Khumbu Ice Fall
The Khumbu Icefall is the first challenge of climbing Mt. Everest. Early in the morning you’ll leave leave base camp and begin your ascent to Camp I. Without question, the icefall is one of the most dangerous parts of the entire mountain and has claimed lots of lives over the past several decades. I found that the icefall didn’t look all that steep when viewing it from Everest Base Camp, but that’s a bit misleading.
I took this photo above while standing on a nearby mountain; Pumori’s advanced base camp. I was at an elevation of 19,500 feet (6,000 meters), and there doesn’t seem to be a better vantage point than this of the entire icefall! For those who have never seen the icefall before, you might not know exactly what you’re looking at. The Khumbu icefall is a river of ice that moves several feet a day. All that movement makes it highly unstable and dangerous.
There is simply no other way to approach the mountain from the Nepal side. The icefall beings in the lower left part of the photo and rises up towards the upper right. The elevation begins at 17,500 feet (5,300 meters) and ends at 19,500 feet (6,000 meters).
The icefall is right outside of base camp. As big as base camp is though, the entrance could be a five or thirty minute walk to the first crampon point. Generally people leave to go through the icefall after midnight and sunrise.
The ice is the most stable then and is less likely to collapse, but anything can happen! I actually made four trips through the icefall as I had gone up and down to acclimatize. Only once did I go up at night. The other times were very early morning or in daylight. Below you can see a photo of some of us going back to base camp at the very end of the icefall.
Since the icefall moves several feet a day it is obviously constantly changing. Parts that you have to ascend like in this photo above might completely different or not even exist the next time you return!
The icefall is famous for the use of ladders to cross open crevasses and vertical ice. This ladder above was the very first one that I crossed while in the icefall. The vertical one below was the second. I should also mention that by chance I saw my expedition leader from Denali coming down the vertical ladder for the first time in six years! The first crevasse in my photo above was always here and never changed. During the climb some other ones suddenly opened up and new ladders were installed. Because the icefall is such an unstable environment, the route through it constantly needs to be checked on and adjusted. If climbers were to bring their own gear, everybody would need to carry a few hundred pounds of ropes and ladders. That would make absolutely no sense and create a logistical nightmare. Instead there is a dedicated Sherpa team called the ‘Icefall Doctors’ whose sole responsibility is to maintain the route to Camp I. It’s a very dangerous and demanding job, perhaps one of the most dangerous in the world.

(Dataset items)
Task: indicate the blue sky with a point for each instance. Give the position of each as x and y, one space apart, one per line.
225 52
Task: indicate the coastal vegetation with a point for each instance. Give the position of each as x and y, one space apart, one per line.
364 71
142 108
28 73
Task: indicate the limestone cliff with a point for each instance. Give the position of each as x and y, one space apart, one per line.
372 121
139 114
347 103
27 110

WHAT IS ASKED:
Answer these questions from the Khumbu Icefall article:
(a) At what elevation does the icefall begin?
(b) How many trips through the icefall did the writer make?
(c) What is the Sherpa team that maintains the route to Camp I called?

THE SOLUTION:
(a) 17,500 feet (5,300 meters)
(b) Four
(c) The Icefall Doctors